:: PROMPT 1 ::
Gather every line of the records that contains the word "cloud". Case counts.

※ ※ ※

For more than half a century, the Phibsborough Shopping Centre has sat at the heart of Doyle's Corner — a landmark defined as much by its car-dominated forecourts as by its 1960s brutalist tower. The building has aged. The public realm around it has not kept pace with the life of the village.
This proposal, developed by Twinlite and MCORM in close coordination with Dublin City Council and the Dalymount Park redevelopment team, reimagines the site as a genuine urban quarter — one that retains and revives the existing landmark, opens new streets and a civic plaza, and brings 150 hotel rooms, 411 student bed-spaces, 23 apartments, a food hall and refreshed retail into a single coherent composition.
Nothing here is statutory dressing. We are publishing because a regeneration of this scale belongs to the people who live next door to it.
Phibsborough is designated a Key Urban Village in the Dublin City Development Plan. This scheme was shaped around what that designation is supposed to mean in practice — more residents, more activity, a stronger street life, and the civic space the village has been missing.
The current ground plane is dominated by cars, service yards and loading. The new scheme tucks parking discreetly at first-floor podium level, releasing the entire street for walking, sitting, trading and gathering.
A new pedestrianised street runs along the redeveloped Dalymount Stand, with the Walk of Fame of Irish football incorporated into the landscape. For the first time, match-day Phibsborough and everyday Phibsborough share the same ground. Come on Bohs!
Rather than demolish, we retain and adapt the David Keane & Partners 1969 tower and its concrete panel facades. It becomes a 150-room hotel. Adaptive reuse over replacement, with embodied carbon preserved.
Block C introduces a ground-floor food hall opening onto the new plaza — Priory Market in scale and spirit — with nine refurbished retail units along Phibsborough Road. Active frontage from breakfast to last orders.
The Tesco supermarket has been integrated into the scheme from day one. The store remains open throughout construction — no gap, no relocation.
The existing block is a barrier — you walk around it, not through it. The proposal introduces a new north–south street and a civic plaza, reconnecting the Mater side of the village to North Circular Road.
A new bus stop is integrated into a generous linear public realm along Phibsborough Road, aligning with the BusConnects corridor starting Q1 2027. Zero private parking for students. Abundant cycle stands.
23 new cost-rental apartments fronting on to the north circular road, this is a deliberate choice by Twinlite to ensure that local key workers can afford to live close to where they work.
Twinlite is unique in Ireland, we design, build and operate buildings long term. So we'll be here for construction and a long time after that. Since we'll be neighbours, we will work hard to earn your trust and to deliver the project with as little disruption as possible.
Drag the slider to compare the existing view from North Circular Road with the proposed regeneration.
The scheme is organised as three blocks — one retained and refurbished, two new — that together frame a new civic plaza, a new pedestrianised street along Dalymount Stand, and a generous linear public realm along Phibsborough Road.

※ ※ ※

:: PROMPT 2 ::
Answer these questions about the Phibsborough Shopping Centre proposal:
(a) How many student bed-spaces does the scheme include?
(b) What will the retained 1969 tower become?
(c) What happens to the Tesco supermarket during construction?

:: A block of data ::
※ ※ ※

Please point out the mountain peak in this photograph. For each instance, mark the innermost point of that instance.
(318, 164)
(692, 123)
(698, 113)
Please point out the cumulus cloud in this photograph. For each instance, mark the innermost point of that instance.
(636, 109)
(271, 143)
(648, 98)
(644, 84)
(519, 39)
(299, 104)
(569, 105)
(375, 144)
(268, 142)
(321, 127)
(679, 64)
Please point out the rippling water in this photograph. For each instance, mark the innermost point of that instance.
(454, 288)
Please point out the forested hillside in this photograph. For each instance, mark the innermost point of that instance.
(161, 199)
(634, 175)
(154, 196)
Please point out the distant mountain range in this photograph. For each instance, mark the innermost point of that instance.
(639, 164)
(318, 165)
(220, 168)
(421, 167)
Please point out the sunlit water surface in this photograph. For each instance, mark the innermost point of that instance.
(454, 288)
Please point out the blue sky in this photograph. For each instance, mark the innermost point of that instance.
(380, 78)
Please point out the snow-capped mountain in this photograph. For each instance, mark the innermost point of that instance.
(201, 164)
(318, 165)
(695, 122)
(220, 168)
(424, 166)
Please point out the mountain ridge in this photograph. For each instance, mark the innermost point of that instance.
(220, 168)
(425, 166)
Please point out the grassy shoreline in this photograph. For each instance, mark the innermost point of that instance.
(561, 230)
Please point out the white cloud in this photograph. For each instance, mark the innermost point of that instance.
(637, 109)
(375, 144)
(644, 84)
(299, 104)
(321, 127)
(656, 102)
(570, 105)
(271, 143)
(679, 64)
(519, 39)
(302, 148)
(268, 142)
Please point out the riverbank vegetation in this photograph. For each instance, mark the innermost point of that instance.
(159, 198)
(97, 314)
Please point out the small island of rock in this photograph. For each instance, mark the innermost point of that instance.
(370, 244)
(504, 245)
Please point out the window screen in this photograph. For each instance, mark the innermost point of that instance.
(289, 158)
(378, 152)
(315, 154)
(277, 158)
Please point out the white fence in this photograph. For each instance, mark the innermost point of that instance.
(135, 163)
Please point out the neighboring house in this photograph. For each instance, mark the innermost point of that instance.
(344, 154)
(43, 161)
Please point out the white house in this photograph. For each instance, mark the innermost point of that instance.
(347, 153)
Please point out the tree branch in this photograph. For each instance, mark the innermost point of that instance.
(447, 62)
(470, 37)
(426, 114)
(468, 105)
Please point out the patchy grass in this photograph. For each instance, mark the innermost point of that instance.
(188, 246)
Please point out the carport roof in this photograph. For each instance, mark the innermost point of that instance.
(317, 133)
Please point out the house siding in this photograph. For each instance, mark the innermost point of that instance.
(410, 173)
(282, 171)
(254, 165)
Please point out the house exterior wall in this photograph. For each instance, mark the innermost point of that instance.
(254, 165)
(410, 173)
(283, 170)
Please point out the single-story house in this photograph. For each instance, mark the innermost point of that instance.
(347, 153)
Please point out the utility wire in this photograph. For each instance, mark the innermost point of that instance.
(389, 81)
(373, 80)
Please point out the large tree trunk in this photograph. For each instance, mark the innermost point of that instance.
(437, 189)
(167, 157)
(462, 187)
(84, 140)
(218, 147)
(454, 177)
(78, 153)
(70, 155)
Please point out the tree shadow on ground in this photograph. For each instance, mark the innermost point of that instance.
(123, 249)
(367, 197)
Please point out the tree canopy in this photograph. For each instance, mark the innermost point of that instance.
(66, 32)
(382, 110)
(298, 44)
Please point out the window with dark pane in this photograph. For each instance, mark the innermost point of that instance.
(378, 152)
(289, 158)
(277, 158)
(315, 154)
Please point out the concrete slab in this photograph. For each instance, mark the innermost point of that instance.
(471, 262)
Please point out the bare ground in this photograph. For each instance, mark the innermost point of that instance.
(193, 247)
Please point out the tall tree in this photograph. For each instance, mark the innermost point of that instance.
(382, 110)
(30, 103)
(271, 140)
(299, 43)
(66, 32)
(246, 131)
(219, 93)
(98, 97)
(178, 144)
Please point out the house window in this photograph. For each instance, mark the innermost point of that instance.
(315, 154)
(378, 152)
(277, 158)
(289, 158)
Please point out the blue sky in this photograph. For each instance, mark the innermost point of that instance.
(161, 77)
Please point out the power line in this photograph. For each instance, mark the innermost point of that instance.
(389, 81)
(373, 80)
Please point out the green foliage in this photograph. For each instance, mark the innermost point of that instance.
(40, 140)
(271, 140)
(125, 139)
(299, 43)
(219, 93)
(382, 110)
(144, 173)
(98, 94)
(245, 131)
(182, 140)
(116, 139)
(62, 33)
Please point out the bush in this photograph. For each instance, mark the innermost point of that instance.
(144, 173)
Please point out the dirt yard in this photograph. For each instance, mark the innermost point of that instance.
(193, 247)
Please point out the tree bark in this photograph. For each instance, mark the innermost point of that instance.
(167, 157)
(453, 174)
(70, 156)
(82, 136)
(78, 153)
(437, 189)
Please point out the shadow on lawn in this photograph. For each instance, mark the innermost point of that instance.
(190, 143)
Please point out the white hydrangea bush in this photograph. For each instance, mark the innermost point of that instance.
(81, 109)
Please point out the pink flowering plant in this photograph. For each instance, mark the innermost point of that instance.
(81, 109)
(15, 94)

※ ※ ※

:: FINISHED ANSWER 1 ::
Please point out the cumulus cloud in this photograph. For each instance, mark the innermost point of that instance.
Please point out the white cloud in this photograph. For each instance, mark the innermost point of that instance.

:: FINISHED ANSWER 2 ::
(a) 411
(b) A 150-room hotel
(c) It stays open throughout construction, with no gap and no relocation.